Na primeira semana de Outubro de 2016 fui à Islândia por uma semana, no âmbito de um evento da AFS, o Chapter Exchange, que reunia dez voluntários de cada país – Alemanha, Eslováquia, Islândia e Portugal – para discutir a multiculturalidade da Europa, nomeadamente a inclusão de refugiados nas nossas sociedades. A semana seria dividida entre alojamento no campo e alojamento na cidade. Nos primeiros três dias ficámos numa antiga escola em Thorlakshofn, relativamente no meio do nada, uma vez que tínhamos duas ou três casas vizinhas à vista. Nos últimos três continuámos a discussão na capital Reiquejavique. No dia em que nos íamos mudar do campo para a cidade os voluntários islandeses ofereceram-nos uma visita ao famoso Golden Circle.

Um dos mais famosos tours na Islândia é precisamente o Golden Circle, listado como um passeio obrigatório em quase todos os sites de turismo islandeses, principalmente pela sua proximidade à capital. Este “Círculo Dourado” (que na verdade não é um círculo) consiste em três lugares igualmente impressionantes, tão espectaculares como únicos, no sudoeste da Islândia: o Parque Nacional Thingvellir, a área geotérmica de Geysir e a enorme cascata Gullfoss. Geralmente a visita é feita pela ordem que enumerei, mas como nós não vínhamos de Reiquejavique, mas esse sim era o nosso destino, fizemos o “círculo” ao contrário.

Infelizmente o dia começou mal! O autocarro que nos ia transportar teve um problema e chegou mais de uma hora e meia atrasado e o que ia ser uma curta visita, ainda mais curta se tornou. Assim, muita informação que vos transmito é baseada em sites de turismo islandeses, como o Guide to Iceland, pois só nos foi dado entre 30 e 45min em cada lugar. Como introdução, algumas fotografias das paisagens islandesas entre os vários pontos, parte importante deste tour!

 

 

.

A MARAVILHOSA GULLFOSS

Dizem que é uma das mais espectaculares cascatas da Islândia – e a única que vi! Encontra-se a menos de 10min do Geysir, na verdade passámos por ele antes de chegar à cascata.

■ Tarefa 1 ■
Reescreva as linhas dos registos abaixo como uma tabela Markdown com as colunas «N.º» e «Linha», numerando cada linha e omitindo as que estão em branco. Deixe as imagens fora da resposta.
O texto e os registos vêm de fontes diferentes.

■ Registos listados ■
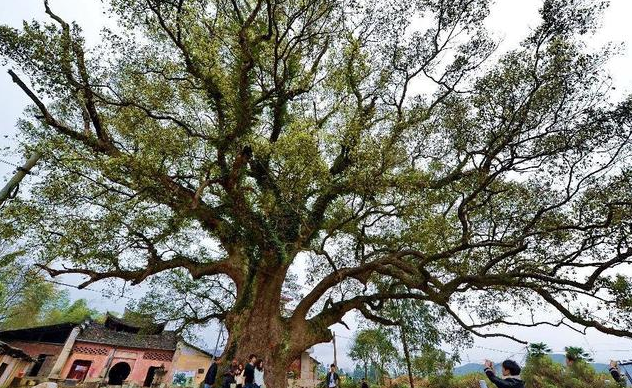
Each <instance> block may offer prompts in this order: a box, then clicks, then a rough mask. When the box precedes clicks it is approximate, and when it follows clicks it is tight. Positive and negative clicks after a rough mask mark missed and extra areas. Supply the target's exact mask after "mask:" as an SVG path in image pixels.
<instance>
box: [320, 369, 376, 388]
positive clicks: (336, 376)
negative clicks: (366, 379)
mask: <svg viewBox="0 0 632 388" xmlns="http://www.w3.org/2000/svg"><path fill="white" fill-rule="evenodd" d="M325 387H327V388H338V387H340V375H338V373H336V364H331V365H330V366H329V372H327V374H326V375H325ZM360 388H369V383H368V382H367V381H366V379H364V378H363V379H362V380H361V381H360Z"/></svg>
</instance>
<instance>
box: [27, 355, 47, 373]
mask: <svg viewBox="0 0 632 388" xmlns="http://www.w3.org/2000/svg"><path fill="white" fill-rule="evenodd" d="M44 361H46V355H45V354H40V355H39V356H37V360H36V361H35V364H33V367H31V370H30V371H29V376H31V377H34V376H37V374H38V373H39V371H40V369H42V365H43V364H44Z"/></svg>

■ Tarefa 2 ■
No texto sobre a visita ao Golden Circle, quanto tempo foi dado ao grupo em cada lugar?

■ Resposta 1 ■
| N.º | Linha |
|---|---|
| 1 | Each <instance> block may offer prompts in this order: a box, then clicks, then a rough mask. When the box precedes clicks it is approximate, and when it follows clicks it is tight. Positive and negative clicks after a rough mask mark missed and extra areas. Supply the target's exact mask after "mask:" as an SVG path in image pixels. |
| 2 | <instance> |
| 3 | box: [320, 369, 376, 388] |
| 4 | positive clicks: (336, 376) |
| 5 | negative clicks: (366, 379) |
| 6 | mask: <svg viewBox="0 0 632 388" xmlns="http://www.w3.org/2000/svg"><path fill="white" fill-rule="evenodd" d="M325 387H327V388H338V387H340V375H338V373H336V364H331V365H330V366H329V372H327V374H326V375H325ZM360 388H369V383H368V382H367V381H366V379H364V378H363V379H362V380H361V381H360Z"/></svg> |
| 7 | </instance> |
| 8 | <instance> |
| 9 | box: [27, 355, 47, 373] |
| 10 | mask: <svg viewBox="0 0 632 388" xmlns="http://www.w3.org/2000/svg"><path fill="white" fill-rule="evenodd" d="M44 361H46V355H45V354H40V355H39V356H37V360H36V361H35V364H33V367H31V370H30V371H29V376H31V377H34V376H37V374H38V373H39V371H40V369H42V365H43V364H44Z"/></svg> |

■ Resposta 2 ■
Entre 30 e 45 minutos.